WHAT YOU WILL DO =>
Find the line that contains "Where can the stack". Repeat that line and all lines following it, exactly, through the end of the listing below.
[Opening GIVEN RECORDS section]
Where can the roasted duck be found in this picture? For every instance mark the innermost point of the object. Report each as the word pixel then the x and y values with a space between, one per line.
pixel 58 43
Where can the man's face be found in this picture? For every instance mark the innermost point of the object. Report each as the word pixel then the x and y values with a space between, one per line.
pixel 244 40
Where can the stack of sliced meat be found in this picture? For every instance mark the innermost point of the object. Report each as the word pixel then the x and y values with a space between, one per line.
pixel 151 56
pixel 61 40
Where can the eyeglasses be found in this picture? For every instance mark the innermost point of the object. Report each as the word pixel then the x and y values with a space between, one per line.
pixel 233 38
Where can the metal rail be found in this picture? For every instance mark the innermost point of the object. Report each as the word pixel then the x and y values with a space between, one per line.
[Closing GIVEN RECORDS section]
REPLY =>
Where can the stack of sliced meat be found in this picture? For every instance mark the innermost point of the object. Report each as the word pixel then the x and y values with a space between, one per line.
pixel 151 56
pixel 61 40
Where can the eyeglasses be found in this picture? For every instance mark the innermost point of the object. Report each as the word pixel then the x and y values with a space between, one per line.
pixel 233 38
Where can the metal rail be found in this picture? For every instance mark the innermost point of the object. Report each as the word pixel then the x and y values with a space between, one per line.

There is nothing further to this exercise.